### Problem requirements:
Could you return the data below exactly as it appears?

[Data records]

....

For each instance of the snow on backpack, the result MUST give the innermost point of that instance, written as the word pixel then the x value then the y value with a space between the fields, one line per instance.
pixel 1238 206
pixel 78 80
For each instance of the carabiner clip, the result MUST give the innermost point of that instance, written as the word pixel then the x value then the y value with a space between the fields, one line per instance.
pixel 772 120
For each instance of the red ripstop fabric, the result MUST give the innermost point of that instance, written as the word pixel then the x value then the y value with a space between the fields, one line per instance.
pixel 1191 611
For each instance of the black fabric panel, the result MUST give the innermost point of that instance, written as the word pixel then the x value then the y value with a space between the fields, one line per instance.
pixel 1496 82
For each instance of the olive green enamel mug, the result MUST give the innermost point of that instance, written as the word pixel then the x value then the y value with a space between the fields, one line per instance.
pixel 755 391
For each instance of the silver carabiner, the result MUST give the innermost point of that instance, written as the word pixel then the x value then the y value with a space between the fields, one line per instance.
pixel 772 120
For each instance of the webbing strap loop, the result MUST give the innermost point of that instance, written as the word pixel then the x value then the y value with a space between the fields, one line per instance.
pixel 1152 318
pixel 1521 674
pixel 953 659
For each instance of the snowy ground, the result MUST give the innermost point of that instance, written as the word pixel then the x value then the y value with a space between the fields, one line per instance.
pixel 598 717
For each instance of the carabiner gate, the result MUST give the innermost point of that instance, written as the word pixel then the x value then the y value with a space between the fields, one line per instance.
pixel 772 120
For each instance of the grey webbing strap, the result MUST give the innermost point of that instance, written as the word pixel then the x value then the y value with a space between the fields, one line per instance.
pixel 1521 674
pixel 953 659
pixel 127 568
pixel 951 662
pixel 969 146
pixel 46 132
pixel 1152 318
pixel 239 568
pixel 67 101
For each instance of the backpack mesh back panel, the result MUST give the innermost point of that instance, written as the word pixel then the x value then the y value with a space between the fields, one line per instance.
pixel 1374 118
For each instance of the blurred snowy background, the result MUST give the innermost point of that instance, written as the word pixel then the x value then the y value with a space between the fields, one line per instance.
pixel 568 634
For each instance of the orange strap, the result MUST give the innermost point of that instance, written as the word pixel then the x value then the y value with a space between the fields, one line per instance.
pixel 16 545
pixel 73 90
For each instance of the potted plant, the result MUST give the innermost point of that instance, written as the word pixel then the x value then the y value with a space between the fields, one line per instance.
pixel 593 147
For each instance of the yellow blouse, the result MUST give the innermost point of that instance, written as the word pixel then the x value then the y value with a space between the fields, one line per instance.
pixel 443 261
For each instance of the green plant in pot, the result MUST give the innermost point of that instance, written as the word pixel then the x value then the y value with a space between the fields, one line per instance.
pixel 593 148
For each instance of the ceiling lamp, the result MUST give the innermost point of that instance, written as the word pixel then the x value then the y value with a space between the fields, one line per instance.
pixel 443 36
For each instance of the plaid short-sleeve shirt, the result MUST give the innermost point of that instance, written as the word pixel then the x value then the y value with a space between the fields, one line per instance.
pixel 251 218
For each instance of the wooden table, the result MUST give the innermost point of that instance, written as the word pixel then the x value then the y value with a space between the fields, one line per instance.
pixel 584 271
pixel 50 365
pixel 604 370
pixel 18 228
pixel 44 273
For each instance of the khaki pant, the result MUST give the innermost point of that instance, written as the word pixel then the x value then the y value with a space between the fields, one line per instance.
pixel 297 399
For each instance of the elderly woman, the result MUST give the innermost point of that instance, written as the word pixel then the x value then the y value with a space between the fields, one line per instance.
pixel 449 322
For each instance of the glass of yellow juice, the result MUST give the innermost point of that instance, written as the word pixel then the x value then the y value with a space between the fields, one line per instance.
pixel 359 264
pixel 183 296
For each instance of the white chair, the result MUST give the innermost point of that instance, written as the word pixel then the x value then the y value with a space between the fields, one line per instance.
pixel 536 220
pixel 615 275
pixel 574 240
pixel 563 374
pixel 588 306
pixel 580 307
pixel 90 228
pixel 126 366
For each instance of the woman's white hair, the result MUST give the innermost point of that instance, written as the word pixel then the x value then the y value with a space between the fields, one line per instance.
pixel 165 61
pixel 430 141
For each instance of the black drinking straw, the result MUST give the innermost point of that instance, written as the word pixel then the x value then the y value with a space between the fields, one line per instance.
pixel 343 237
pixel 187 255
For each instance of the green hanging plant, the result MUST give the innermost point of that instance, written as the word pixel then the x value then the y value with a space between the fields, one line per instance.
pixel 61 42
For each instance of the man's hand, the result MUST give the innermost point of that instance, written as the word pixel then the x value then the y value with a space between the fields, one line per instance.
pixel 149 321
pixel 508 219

....

### Response below:
For each instance of the snow on backpack, the result MUST give the innermost point of that instance, written as the word pixel then the x value then the y value with a space between the fields, one line per instance.
pixel 1238 206
pixel 78 80
For each instance of the carabiner clip, the result MUST give the innermost point of that instance, written as the word pixel then the x value then the y value with a space between the fields, one line per instance.
pixel 772 120
For each instance of the red ripstop fabric, the result MUST give the innermost point of that instance, written as the word pixel then the x value then the y value with a space between the fields, one line per instance.
pixel 1191 611
For each instance of the black fabric panel, the result MUST give the innermost point of that instance, written as the word pixel then the x value then the y value with a space between the fields, one line per instance.
pixel 1496 82
For each instance of the olive green enamel mug, the result MUST give the innermost point of that instance, written as the word pixel then the x value then the y value with a space between the fields, one line per instance.
pixel 755 391
For each instance of the silver carabiner, the result MUST give the innermost point of that instance, written as the word pixel then the x value then the y value with a space between the fields, one line per instance.
pixel 772 120
For each instance of the webbing strap loop, the result MUST give the innermost point of that instance, written as the word pixel then the x value then the y value with a space between the fields, one line per instance.
pixel 1152 318
pixel 1521 674
pixel 953 659
For each instance of the snowy ground, the result MUST give the innermost point of that instance, written as the word pixel then the x value then the y value with a space between the fields, one line per instance.
pixel 598 717
For each instance of the carabiner gate, the result MUST give the innermost point of that instance, written as the word pixel then the x value then the y value with a space between the fields, one line per instance.
pixel 772 120
For each instance of the grey webbing strap, the result MUST give the innermost point of that instance, written as the word pixel then the x value then the y value with a space between the fields, one line per instance.
pixel 1521 674
pixel 953 659
pixel 127 568
pixel 951 662
pixel 969 146
pixel 46 132
pixel 1152 318
pixel 239 568
pixel 67 101
For each instance of the backpack mesh back panel, the result MUST give the innermost point of that instance, written as the word pixel then the x value then the y value with a space between the fields, one line per instance.
pixel 1374 118
For each instance of the blurred snowy background, the result MUST give the innermost point of that instance, written as the word pixel then the x value then the y value with a space between the fields, one line per instance.
pixel 568 634
For each instance of the orange strap, the result MUST give the innermost point of that instance, written as the word pixel then the x value then the y value with a space between the fields, one line per instance.
pixel 16 545
pixel 73 90
For each instance of the potted plant, the result MUST give the innermost point of that instance, written as the word pixel then the x value then the y value with a space between the fields, one line per instance.
pixel 593 147
For each instance of the yellow blouse, the result MUST give the innermost point of that instance, written as the word pixel then the x value then the y value with a space between the fields, one line per instance.
pixel 443 261
For each instance of the green plant in pot, the result MUST give the innermost point of that instance, written as the word pixel then the x value then the y value with a space between the fields, one line per instance.
pixel 593 148
For each instance of the ceiling lamp, the result MUST give the innermost point of that instance, written as the word pixel then the x value then the y value with a space between the fields, one line per instance.
pixel 443 36
For each instance of the plaid short-sleeve shirt, the result MUST give the innermost point of that instance, written as the word pixel then the x value then the y value with a space between the fields, one line per instance.
pixel 251 218
For each instance of the wooden table, the result MUST give the innermost point of that instance, written as the word pixel then the x value then the y value with a space between the fields, one line per instance.
pixel 584 271
pixel 50 365
pixel 604 370
pixel 18 228
pixel 44 273
For each instance of the khaki pant, the result MUST give the innermost point of that instance, written as the word pixel then the x value then the y value with a space between the fields, one line per instance.
pixel 297 399
For each instance of the elderly woman, the result MUST give the innermost point of that instance, written as the word pixel then the x value then the y value with a space between the fields, one line per instance.
pixel 449 322
For each instance of the glass of yellow juice, the result MUST give the innermost point of that instance, written as the word pixel then the x value then the y value with a space between the fields, one line per instance.
pixel 359 264
pixel 183 296
For each instance of the white chair, the result MUST give the innermost point of that instance, written as the word pixel then the x value then the y value with a space between the fields, one line per instance.
pixel 536 220
pixel 615 275
pixel 574 240
pixel 563 374
pixel 588 306
pixel 580 307
pixel 90 228
pixel 126 366
For each instance of the woman's white hair, the result MUST give the innermost point of that instance, written as the word pixel then the x value then the y value with a space between the fields, one line per instance.
pixel 165 61
pixel 430 141
For each instance of the black drinking straw, the result MUST give the innermost point of that instance, written as the word pixel then the x value then the y value with a space between the fields, one line per instance.
pixel 343 237
pixel 187 255
For each instance of the green hanging plant, the result MUST give the innermost point of that instance, written as the word pixel then the x value then the y value with a space between the fields, one line per instance.
pixel 61 42
For each instance of the man's hand, the result MUST give the innermost point of that instance, written as the word pixel then the x value then the y value with a space between the fields, one line per instance.
pixel 149 321
pixel 508 219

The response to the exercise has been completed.